-- GOAL OF THE EXERCISE --
Recast the rows, from the start through the line holding "[[77, 139, 537, 302]]" (both included), as a JSON list of strings with one string per line. Omit blank lines and leave the pictures out.

-- DATA TO PROCESS --
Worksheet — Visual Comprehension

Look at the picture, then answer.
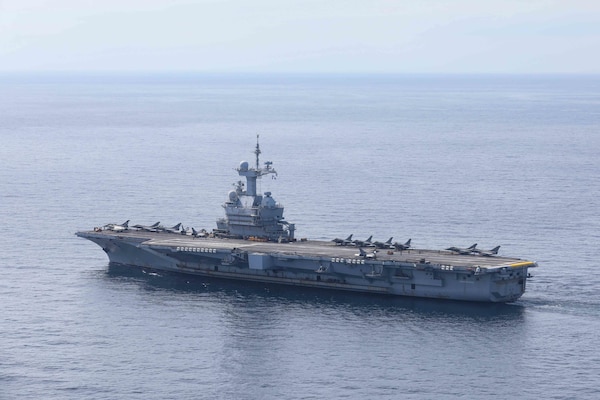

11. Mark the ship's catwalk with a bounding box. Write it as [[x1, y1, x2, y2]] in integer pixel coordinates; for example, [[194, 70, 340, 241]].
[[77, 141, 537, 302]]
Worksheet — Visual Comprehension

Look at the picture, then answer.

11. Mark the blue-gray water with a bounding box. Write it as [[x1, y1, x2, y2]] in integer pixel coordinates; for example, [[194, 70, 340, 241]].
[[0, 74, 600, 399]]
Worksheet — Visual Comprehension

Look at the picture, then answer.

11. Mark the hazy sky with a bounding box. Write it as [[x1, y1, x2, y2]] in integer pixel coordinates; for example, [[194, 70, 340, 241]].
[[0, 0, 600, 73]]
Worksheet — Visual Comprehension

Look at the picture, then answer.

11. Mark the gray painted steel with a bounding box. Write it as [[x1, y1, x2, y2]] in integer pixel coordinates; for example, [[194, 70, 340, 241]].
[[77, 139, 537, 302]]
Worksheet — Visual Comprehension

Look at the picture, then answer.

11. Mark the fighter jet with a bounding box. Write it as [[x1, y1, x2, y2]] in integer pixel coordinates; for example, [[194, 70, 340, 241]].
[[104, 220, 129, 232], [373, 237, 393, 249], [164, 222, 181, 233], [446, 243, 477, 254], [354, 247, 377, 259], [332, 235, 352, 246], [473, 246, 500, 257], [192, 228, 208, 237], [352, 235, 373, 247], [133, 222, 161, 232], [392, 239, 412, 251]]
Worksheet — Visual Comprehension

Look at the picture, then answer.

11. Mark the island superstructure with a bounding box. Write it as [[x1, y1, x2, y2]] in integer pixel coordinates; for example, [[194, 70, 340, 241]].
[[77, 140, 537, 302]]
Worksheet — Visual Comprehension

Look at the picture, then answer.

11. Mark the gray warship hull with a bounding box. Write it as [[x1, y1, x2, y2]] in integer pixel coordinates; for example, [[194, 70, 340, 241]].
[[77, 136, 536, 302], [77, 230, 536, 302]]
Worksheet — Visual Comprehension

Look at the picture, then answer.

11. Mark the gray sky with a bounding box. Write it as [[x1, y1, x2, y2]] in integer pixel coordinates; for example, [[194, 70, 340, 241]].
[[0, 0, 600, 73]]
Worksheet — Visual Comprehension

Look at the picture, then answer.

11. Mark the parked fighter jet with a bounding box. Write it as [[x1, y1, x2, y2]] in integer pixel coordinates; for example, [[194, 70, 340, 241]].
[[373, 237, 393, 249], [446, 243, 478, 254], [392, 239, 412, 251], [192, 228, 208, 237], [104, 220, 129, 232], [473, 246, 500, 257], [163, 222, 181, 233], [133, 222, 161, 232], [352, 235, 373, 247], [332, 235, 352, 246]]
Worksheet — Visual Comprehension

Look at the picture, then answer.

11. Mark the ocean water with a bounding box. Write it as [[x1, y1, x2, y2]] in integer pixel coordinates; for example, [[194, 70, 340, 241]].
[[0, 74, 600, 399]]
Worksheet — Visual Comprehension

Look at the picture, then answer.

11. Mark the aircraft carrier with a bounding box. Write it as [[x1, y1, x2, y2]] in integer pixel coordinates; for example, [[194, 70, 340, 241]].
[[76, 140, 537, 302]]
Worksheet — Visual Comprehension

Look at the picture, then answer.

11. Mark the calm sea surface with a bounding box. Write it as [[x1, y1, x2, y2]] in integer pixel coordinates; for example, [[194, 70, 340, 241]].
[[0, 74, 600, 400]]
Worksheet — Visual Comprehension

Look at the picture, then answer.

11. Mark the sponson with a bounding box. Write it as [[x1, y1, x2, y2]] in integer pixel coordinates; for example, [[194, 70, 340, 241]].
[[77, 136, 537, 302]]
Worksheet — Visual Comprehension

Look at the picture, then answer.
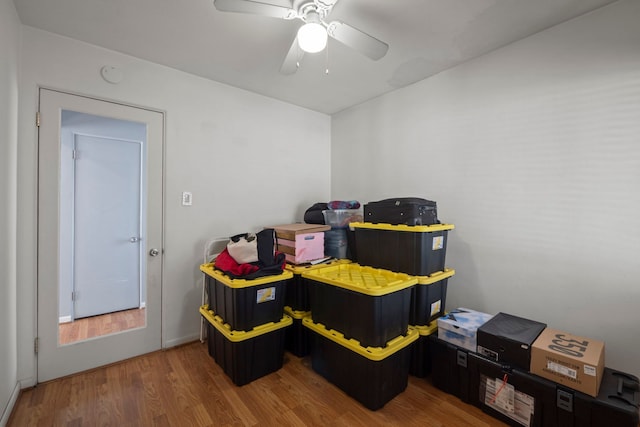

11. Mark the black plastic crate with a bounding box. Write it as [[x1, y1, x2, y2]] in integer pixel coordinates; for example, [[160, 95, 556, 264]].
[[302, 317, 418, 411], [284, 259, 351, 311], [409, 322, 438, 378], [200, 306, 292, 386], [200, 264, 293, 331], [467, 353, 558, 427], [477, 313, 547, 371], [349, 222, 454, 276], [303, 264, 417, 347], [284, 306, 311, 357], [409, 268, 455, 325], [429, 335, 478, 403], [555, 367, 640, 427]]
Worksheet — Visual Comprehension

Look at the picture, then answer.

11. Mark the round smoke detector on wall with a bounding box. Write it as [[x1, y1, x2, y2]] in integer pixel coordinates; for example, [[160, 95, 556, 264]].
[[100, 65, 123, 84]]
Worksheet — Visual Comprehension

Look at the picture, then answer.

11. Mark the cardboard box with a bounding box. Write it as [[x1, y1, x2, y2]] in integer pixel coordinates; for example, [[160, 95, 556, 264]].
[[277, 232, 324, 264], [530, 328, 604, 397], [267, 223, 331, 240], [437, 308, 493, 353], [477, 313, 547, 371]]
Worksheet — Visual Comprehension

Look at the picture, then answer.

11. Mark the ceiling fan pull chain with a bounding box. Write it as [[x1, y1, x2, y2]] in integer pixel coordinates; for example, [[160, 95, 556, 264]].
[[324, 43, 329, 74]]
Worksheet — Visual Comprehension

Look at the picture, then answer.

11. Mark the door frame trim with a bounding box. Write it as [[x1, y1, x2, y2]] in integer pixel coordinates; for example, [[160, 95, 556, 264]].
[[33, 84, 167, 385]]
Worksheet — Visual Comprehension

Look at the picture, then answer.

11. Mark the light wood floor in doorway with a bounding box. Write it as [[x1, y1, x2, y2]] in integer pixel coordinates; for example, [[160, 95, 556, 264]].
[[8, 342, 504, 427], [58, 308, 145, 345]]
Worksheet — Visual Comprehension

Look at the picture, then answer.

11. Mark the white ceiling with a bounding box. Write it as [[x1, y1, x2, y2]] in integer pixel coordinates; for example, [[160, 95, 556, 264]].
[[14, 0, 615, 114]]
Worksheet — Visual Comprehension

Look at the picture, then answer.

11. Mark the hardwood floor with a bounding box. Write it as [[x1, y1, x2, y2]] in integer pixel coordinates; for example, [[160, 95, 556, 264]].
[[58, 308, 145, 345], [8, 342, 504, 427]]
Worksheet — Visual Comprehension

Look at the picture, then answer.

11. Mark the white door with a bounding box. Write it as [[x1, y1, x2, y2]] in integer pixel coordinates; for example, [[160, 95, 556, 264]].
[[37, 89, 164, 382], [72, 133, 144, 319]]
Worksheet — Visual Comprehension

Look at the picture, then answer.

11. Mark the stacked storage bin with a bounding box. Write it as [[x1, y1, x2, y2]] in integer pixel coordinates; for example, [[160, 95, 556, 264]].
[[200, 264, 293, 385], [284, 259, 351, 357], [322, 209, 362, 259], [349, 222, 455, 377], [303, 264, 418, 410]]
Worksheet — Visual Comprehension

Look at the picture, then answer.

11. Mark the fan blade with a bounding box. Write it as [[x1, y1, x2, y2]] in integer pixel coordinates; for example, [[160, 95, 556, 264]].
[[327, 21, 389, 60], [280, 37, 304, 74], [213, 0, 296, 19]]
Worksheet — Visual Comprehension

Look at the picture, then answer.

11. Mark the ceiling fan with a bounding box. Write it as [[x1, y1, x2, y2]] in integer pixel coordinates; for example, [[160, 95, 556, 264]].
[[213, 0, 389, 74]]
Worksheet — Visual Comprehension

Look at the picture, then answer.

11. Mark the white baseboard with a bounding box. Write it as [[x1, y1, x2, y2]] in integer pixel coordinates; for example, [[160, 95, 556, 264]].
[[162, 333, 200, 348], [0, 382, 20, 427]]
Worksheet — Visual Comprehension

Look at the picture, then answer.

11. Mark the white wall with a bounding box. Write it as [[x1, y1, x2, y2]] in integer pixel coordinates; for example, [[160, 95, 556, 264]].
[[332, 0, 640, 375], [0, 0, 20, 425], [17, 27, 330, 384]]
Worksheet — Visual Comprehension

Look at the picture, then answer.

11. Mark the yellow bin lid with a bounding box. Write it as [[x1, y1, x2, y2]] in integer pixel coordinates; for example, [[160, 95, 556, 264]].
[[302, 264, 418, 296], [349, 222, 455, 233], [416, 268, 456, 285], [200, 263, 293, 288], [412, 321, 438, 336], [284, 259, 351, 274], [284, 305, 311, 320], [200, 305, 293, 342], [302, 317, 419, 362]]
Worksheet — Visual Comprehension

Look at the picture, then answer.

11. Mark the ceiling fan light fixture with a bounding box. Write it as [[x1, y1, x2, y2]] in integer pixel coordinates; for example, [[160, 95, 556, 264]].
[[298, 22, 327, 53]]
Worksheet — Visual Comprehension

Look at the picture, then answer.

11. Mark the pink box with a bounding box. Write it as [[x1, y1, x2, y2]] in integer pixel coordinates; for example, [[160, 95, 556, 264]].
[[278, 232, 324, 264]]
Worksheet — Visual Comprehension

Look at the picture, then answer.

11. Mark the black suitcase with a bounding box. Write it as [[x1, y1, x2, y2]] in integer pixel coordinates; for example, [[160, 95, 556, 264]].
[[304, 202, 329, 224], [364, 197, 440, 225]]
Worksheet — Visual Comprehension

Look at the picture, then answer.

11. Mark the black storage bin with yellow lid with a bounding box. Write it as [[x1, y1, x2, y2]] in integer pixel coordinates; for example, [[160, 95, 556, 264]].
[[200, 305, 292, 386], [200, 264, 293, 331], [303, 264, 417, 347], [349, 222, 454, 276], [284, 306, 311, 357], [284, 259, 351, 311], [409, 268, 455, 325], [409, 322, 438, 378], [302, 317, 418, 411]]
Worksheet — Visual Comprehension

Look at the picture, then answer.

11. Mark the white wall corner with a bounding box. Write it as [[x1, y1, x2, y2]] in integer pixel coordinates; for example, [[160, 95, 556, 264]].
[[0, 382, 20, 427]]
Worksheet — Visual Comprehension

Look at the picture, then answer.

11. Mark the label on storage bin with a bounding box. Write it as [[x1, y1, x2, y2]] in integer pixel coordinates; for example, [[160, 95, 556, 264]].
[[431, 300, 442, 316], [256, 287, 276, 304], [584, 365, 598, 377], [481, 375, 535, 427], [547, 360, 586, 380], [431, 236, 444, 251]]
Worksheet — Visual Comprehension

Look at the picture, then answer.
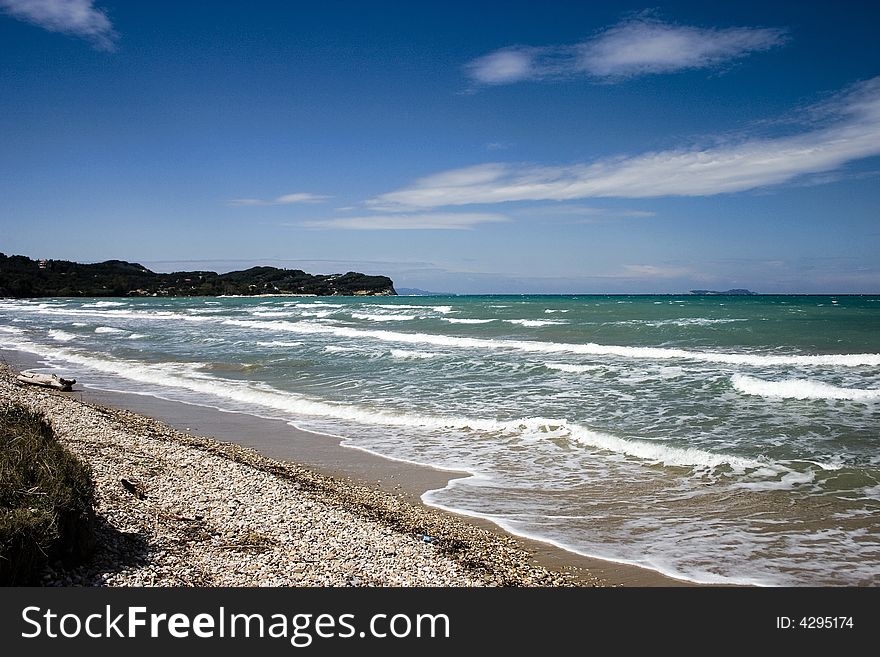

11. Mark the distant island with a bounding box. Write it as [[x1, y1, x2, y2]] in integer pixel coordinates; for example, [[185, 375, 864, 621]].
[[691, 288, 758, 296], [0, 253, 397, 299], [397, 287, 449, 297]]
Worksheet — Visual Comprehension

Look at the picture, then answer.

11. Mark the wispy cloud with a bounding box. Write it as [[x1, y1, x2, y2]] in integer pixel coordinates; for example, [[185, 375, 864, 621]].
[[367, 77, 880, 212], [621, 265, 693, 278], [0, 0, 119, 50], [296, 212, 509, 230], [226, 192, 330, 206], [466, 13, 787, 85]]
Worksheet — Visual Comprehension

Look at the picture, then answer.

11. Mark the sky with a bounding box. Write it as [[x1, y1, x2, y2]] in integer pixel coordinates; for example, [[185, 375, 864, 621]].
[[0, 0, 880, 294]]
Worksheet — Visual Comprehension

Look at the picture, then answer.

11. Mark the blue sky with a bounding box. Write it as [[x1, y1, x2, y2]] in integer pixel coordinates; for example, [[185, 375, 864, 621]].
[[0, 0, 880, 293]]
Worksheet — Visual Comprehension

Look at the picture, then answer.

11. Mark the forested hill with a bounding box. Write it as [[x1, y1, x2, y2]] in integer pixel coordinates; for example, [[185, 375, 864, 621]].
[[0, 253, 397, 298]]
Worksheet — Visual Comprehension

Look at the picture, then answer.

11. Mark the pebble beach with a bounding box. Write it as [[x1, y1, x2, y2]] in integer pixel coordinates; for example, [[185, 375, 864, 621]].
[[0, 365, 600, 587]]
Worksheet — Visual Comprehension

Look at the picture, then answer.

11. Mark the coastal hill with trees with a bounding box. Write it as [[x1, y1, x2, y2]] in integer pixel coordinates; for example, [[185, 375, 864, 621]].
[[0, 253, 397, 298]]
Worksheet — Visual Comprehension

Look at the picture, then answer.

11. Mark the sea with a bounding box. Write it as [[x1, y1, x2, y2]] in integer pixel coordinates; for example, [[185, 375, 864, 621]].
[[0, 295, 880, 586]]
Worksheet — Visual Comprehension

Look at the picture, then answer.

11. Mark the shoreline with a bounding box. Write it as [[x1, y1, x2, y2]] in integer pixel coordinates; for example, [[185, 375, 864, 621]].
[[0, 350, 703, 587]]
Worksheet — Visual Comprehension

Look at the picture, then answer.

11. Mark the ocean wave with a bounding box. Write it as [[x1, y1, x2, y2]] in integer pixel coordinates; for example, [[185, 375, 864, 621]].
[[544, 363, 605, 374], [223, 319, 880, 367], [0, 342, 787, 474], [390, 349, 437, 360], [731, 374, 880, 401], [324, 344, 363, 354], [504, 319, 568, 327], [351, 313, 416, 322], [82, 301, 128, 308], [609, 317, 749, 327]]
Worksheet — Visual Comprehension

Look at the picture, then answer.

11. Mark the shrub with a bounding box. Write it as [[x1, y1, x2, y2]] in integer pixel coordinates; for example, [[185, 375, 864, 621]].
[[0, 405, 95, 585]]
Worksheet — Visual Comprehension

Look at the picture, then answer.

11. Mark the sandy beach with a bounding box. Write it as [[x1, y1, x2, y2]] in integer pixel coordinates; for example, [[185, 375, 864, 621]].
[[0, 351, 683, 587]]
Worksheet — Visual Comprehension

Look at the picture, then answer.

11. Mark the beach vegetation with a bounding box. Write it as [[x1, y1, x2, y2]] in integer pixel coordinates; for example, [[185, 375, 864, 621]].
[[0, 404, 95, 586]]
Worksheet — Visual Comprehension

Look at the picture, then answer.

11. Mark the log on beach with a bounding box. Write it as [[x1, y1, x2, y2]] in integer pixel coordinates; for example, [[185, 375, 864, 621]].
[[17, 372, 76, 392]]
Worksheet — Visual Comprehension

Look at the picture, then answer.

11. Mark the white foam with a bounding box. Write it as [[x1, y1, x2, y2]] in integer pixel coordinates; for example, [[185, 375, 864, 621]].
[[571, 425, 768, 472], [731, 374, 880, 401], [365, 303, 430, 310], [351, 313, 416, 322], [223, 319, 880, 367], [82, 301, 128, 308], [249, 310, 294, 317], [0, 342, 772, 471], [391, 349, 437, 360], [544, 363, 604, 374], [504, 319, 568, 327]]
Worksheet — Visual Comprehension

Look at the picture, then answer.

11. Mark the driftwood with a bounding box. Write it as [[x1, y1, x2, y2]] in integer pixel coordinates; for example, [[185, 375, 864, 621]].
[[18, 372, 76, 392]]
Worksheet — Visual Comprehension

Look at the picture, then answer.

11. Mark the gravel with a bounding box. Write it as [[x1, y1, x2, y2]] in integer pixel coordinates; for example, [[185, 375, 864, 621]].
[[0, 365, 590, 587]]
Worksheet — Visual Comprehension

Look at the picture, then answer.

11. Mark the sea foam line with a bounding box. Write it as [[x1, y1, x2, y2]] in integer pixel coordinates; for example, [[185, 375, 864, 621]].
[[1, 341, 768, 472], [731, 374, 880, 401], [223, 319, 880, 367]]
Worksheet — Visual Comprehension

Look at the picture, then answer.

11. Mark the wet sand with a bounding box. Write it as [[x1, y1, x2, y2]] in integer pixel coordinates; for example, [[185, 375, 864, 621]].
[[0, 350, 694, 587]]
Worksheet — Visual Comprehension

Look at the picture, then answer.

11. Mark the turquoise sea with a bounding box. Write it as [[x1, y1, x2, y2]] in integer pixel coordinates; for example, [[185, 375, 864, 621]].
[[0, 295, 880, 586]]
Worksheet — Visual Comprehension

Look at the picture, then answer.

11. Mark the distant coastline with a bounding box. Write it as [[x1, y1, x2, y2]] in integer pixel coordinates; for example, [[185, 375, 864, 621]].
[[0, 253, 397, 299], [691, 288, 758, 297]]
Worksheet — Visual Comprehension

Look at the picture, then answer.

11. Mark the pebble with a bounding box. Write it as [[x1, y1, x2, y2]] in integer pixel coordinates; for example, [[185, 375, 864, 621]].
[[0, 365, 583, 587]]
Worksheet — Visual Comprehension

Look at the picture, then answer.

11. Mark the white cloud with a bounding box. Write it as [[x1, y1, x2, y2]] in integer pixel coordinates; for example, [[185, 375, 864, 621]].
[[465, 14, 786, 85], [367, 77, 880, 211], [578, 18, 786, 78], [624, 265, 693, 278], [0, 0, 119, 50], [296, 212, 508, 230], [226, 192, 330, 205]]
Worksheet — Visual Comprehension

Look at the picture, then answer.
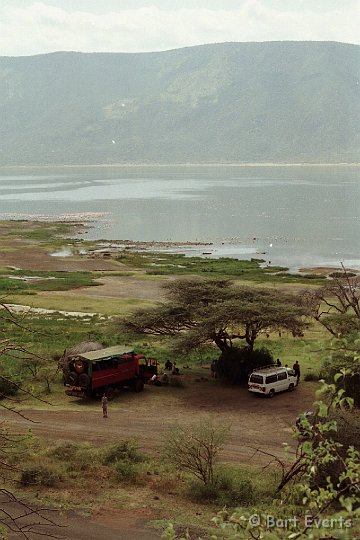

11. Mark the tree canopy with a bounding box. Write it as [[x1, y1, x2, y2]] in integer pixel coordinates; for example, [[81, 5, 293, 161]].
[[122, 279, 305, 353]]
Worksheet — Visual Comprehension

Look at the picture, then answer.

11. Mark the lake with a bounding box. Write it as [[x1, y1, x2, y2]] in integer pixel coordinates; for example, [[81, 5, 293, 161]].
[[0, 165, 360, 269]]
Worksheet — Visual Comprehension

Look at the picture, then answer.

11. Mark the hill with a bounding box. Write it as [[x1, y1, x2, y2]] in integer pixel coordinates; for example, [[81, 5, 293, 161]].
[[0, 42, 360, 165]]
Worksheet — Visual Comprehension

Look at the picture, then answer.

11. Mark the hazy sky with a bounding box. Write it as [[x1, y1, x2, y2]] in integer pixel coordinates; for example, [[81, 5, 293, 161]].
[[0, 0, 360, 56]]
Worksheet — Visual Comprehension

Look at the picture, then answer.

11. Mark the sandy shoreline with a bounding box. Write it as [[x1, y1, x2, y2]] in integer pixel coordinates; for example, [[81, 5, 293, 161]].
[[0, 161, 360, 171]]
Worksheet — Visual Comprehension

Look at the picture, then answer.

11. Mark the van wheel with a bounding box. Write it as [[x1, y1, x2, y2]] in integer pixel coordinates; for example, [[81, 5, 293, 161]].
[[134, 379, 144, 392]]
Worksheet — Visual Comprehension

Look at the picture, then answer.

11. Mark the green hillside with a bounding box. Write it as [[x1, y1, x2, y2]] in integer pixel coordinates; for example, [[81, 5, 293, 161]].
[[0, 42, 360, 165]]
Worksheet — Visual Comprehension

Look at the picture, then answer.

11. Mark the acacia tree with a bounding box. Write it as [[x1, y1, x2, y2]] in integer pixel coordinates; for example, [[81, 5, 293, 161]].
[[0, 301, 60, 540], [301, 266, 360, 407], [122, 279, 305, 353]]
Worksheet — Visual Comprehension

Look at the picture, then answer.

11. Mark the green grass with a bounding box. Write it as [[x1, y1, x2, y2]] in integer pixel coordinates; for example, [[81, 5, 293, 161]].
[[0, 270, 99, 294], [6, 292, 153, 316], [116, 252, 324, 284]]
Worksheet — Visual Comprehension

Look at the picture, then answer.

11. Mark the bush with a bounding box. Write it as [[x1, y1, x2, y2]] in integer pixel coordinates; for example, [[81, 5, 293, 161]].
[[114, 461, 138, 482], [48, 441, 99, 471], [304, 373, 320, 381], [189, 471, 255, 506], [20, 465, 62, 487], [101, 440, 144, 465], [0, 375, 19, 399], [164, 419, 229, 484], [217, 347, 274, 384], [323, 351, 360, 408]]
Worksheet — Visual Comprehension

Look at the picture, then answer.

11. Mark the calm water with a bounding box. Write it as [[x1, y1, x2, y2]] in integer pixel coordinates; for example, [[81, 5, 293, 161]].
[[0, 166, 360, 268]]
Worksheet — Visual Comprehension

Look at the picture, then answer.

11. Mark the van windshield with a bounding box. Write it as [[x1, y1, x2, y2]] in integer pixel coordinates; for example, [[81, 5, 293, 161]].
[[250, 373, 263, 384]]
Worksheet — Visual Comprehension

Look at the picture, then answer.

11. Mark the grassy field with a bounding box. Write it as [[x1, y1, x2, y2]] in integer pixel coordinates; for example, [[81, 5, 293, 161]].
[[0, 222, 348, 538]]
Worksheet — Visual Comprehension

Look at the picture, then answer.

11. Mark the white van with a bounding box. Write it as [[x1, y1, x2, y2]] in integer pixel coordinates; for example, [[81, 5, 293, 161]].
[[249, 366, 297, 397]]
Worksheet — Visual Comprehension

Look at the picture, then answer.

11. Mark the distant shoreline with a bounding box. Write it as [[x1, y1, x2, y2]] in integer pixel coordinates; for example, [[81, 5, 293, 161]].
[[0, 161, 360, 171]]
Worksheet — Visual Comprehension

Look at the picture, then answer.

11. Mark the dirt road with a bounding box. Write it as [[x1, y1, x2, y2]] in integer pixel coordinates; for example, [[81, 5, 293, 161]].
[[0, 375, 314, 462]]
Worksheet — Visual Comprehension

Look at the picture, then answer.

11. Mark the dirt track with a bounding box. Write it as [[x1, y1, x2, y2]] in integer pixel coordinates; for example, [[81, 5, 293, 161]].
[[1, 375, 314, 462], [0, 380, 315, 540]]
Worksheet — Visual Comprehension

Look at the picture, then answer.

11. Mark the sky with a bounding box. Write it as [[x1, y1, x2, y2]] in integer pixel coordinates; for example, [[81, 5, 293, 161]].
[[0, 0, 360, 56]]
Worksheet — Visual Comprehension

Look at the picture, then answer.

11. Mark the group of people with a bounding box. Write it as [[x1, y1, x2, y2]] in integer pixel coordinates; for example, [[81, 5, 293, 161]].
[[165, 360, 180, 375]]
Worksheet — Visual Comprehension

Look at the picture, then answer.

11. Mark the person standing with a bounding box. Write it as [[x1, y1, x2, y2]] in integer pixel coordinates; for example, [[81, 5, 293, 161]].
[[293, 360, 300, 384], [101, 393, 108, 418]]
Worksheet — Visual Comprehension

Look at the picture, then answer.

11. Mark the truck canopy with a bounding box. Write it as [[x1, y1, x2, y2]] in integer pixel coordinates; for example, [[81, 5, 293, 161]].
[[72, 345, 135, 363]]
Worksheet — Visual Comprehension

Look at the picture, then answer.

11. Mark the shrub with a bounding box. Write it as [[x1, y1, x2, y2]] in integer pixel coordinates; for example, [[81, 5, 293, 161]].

-- EXERCISE SOLUTION --
[
  "Worksheet — Visual Comprehension",
  "Look at the picture, then answer.",
  "11. Mark the ship's catwalk with a bounding box. Write it as [[x1, y1, x2, y2]] in integer pixel coordinates; for example, [[194, 70, 340, 241]].",
  "[[77, 141, 537, 302]]",
  "Worksheet — Visual Comprehension",
  "Look at the picture, then answer.",
  "11. Mark the blue-gray water with a bounding box. Write it as [[x1, y1, x2, y2]] in integer pixel coordinates; for example, [[194, 70, 340, 241]].",
  "[[0, 74, 600, 399]]",
  "Worksheet — Visual Comprehension",
  "Look at the picture, then answer.",
  "11. Mark the hazy sky with a bounding box. Write it as [[x1, y1, x2, y2]] in integer pixel coordinates; for example, [[194, 70, 340, 241]].",
  "[[0, 0, 600, 73]]",
  "Worksheet — Visual Comprehension",
  "Look at the picture, then answer.",
  "11. Mark the gray painted steel with a bounding box. Write it as [[x1, y1, x2, y2]] in integer pixel coordinates; for example, [[194, 70, 340, 241]].",
  "[[77, 139, 537, 302]]"
]